### [To be done]
Display every line in the data below that contains the string "woman", treating uppercase and lowercase as distinct.

##############################

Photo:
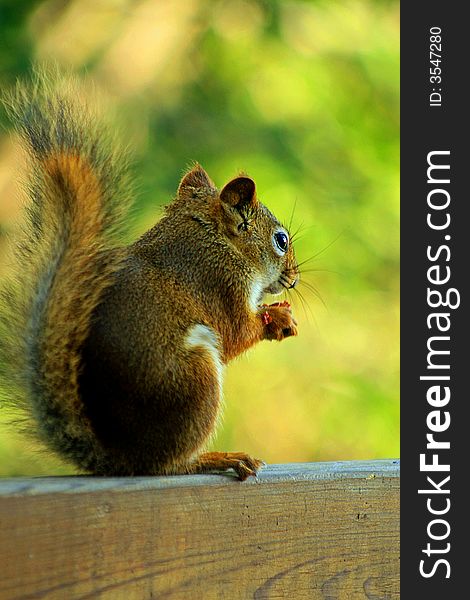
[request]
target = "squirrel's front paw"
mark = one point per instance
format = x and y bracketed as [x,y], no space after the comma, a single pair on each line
[278,321]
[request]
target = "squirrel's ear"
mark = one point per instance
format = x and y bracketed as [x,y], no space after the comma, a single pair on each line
[240,192]
[194,180]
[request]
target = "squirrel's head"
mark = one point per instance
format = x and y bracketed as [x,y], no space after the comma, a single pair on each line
[238,215]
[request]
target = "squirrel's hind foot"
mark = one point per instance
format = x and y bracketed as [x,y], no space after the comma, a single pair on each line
[243,464]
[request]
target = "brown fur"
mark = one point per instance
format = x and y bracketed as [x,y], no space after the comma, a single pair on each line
[130,342]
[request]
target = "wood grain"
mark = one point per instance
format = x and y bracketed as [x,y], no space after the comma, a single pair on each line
[321,530]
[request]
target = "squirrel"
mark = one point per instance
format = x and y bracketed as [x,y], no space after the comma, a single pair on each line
[116,353]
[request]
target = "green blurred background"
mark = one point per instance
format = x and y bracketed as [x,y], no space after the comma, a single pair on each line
[304,97]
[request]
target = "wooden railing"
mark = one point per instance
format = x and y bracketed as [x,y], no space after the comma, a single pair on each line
[317,530]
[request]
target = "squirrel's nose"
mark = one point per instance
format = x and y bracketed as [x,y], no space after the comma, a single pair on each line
[295,282]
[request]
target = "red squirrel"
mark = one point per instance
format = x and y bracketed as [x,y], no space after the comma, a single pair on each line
[116,353]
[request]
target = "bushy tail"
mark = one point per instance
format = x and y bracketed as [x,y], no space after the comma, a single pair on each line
[77,193]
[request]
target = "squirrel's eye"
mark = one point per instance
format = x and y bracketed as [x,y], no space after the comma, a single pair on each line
[282,241]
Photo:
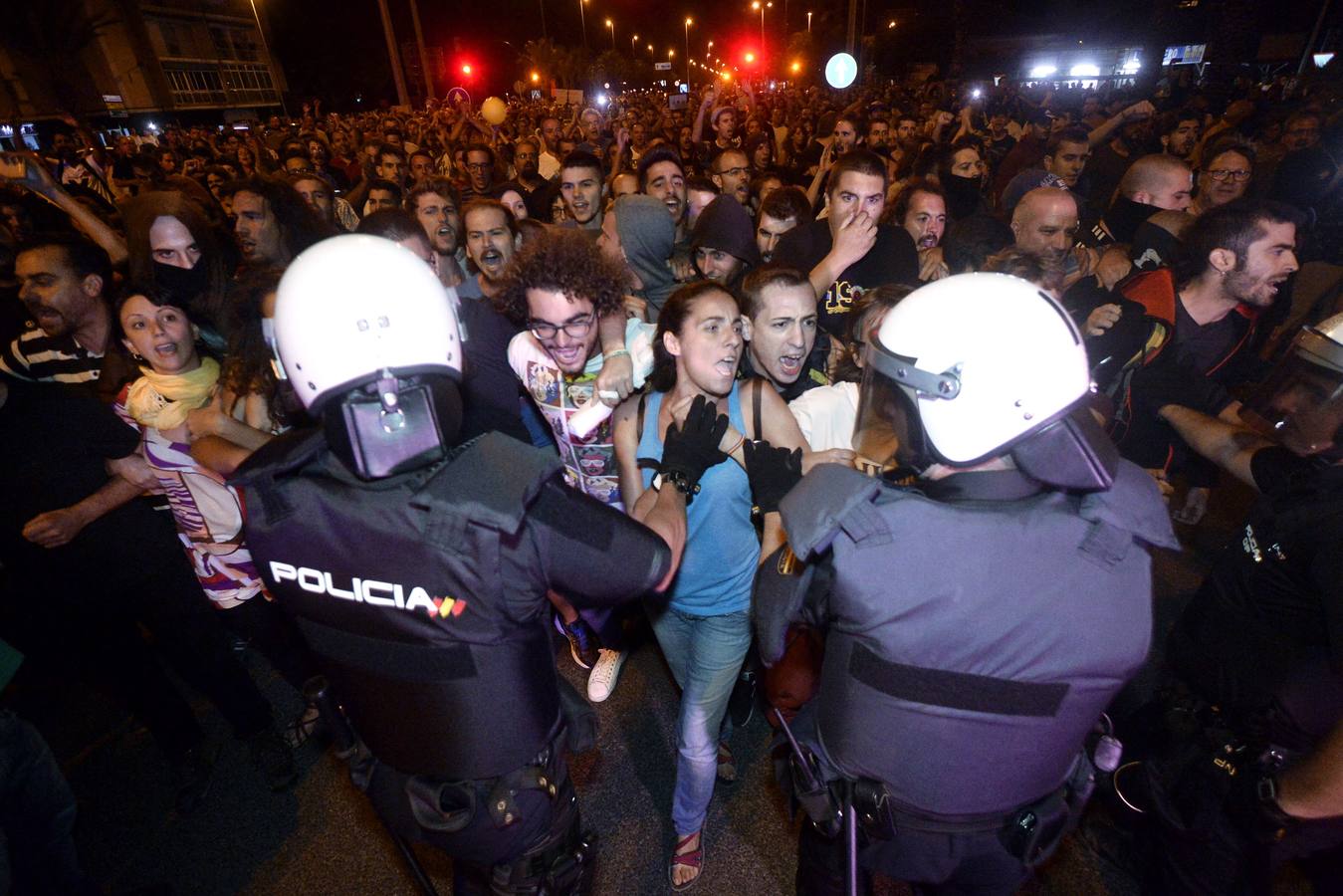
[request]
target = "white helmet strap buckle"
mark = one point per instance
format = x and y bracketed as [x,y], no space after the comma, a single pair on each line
[905,371]
[391,416]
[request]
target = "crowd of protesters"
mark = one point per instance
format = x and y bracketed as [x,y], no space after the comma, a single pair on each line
[633,256]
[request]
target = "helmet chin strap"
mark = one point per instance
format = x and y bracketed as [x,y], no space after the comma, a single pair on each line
[392,418]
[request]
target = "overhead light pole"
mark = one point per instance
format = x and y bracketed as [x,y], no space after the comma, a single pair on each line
[688,23]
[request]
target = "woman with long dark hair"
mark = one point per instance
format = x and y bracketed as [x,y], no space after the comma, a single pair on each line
[179,385]
[705,627]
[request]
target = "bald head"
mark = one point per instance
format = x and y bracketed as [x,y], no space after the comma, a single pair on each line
[1158,180]
[1045,222]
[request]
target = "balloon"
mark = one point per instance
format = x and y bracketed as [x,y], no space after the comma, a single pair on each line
[841,70]
[493,111]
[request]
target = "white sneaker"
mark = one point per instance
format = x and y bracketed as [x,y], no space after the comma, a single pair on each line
[604,673]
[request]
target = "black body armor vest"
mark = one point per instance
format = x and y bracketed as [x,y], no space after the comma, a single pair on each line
[402,590]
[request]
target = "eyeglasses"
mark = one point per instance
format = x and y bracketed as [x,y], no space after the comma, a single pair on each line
[576,328]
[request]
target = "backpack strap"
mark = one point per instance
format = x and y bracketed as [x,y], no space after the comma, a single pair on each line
[755,407]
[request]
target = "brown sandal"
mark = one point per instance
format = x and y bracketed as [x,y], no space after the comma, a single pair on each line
[692,858]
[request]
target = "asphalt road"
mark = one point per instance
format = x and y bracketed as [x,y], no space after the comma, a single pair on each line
[323,838]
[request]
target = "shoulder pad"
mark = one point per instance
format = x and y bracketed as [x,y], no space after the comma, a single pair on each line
[493,481]
[1132,504]
[814,511]
[282,454]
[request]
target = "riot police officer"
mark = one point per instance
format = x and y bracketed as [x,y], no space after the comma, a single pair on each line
[418,568]
[980,619]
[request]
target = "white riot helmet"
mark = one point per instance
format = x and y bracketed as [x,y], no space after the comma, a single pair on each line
[1301,400]
[977,365]
[369,341]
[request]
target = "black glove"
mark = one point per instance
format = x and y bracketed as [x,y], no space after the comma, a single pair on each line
[691,450]
[773,473]
[1251,804]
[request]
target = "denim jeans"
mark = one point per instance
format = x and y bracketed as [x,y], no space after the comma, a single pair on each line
[705,656]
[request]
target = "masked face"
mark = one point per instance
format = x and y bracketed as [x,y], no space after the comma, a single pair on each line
[172,243]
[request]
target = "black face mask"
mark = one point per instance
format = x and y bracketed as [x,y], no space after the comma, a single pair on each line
[962,196]
[184,284]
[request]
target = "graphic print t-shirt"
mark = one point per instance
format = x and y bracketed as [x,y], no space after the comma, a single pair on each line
[208,515]
[588,464]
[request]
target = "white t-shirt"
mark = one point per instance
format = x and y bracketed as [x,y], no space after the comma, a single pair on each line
[826,415]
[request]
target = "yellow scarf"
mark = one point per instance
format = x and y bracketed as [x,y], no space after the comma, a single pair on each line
[162,400]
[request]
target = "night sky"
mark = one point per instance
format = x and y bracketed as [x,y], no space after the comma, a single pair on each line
[338,55]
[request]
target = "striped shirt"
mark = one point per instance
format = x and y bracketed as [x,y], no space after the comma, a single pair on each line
[50,358]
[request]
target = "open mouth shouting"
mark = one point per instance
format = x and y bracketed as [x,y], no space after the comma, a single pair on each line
[492,261]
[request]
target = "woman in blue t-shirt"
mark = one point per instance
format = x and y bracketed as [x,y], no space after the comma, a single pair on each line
[704,629]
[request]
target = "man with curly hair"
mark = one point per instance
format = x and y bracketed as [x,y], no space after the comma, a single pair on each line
[561,288]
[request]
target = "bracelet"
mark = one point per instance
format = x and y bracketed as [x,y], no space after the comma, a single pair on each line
[680,481]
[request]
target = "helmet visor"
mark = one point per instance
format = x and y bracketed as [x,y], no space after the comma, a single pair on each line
[1300,404]
[887,434]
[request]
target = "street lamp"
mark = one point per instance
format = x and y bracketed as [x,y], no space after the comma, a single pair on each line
[688,23]
[757,4]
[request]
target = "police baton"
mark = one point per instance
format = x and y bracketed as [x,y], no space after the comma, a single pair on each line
[814,795]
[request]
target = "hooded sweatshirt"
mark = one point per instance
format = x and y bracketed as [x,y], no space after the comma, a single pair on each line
[724,225]
[647,235]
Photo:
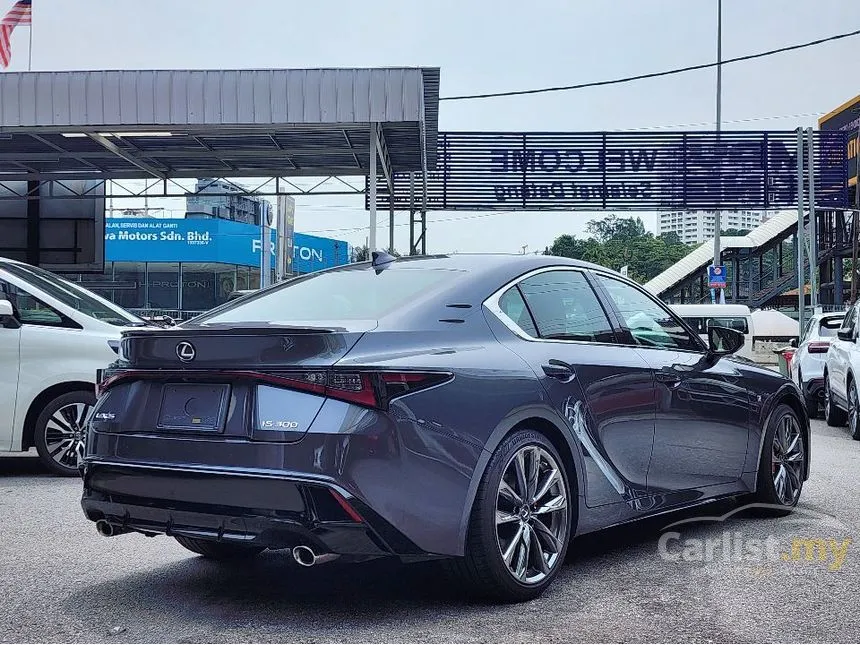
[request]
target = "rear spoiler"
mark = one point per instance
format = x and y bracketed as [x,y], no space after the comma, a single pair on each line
[240,293]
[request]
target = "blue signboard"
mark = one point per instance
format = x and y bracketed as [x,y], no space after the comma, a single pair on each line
[623,171]
[717,277]
[144,239]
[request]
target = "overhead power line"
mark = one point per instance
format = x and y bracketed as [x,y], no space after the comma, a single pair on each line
[640,77]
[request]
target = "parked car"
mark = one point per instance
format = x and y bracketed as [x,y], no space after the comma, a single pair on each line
[480,409]
[807,361]
[53,336]
[841,371]
[702,317]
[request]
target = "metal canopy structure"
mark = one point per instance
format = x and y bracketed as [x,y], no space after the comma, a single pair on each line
[65,135]
[188,124]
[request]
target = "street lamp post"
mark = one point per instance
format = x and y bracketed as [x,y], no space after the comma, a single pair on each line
[717,217]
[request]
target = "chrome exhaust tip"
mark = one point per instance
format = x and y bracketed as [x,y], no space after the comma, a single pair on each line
[105,528]
[305,556]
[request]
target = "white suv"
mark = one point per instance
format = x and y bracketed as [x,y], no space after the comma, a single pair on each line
[807,364]
[841,371]
[54,335]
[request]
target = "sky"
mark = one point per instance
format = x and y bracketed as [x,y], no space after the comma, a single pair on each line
[485,46]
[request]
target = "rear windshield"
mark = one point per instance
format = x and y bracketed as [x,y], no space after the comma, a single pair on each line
[344,294]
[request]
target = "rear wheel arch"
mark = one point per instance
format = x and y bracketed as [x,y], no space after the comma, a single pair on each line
[43,399]
[787,397]
[547,425]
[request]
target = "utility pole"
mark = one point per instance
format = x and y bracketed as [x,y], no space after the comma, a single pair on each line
[717,217]
[855,219]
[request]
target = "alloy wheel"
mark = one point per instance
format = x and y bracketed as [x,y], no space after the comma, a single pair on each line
[531,514]
[64,434]
[788,456]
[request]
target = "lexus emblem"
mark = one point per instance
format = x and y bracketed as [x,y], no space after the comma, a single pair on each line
[185,351]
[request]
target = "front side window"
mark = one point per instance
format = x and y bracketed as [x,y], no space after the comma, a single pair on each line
[565,307]
[828,327]
[850,323]
[650,324]
[29,309]
[73,295]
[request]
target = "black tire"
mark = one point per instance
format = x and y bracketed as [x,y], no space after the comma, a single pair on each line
[218,550]
[810,402]
[483,571]
[834,417]
[771,461]
[59,432]
[853,410]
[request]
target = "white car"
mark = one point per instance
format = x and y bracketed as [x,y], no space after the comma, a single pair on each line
[841,371]
[54,335]
[807,364]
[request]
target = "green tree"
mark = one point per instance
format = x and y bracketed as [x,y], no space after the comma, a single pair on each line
[615,242]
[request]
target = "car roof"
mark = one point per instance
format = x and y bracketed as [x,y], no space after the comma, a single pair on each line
[476,262]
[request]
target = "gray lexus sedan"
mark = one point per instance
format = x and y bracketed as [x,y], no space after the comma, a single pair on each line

##############################

### [Completed task]
target = "woman with long dark hair"
target = "woman in blue t-shirt"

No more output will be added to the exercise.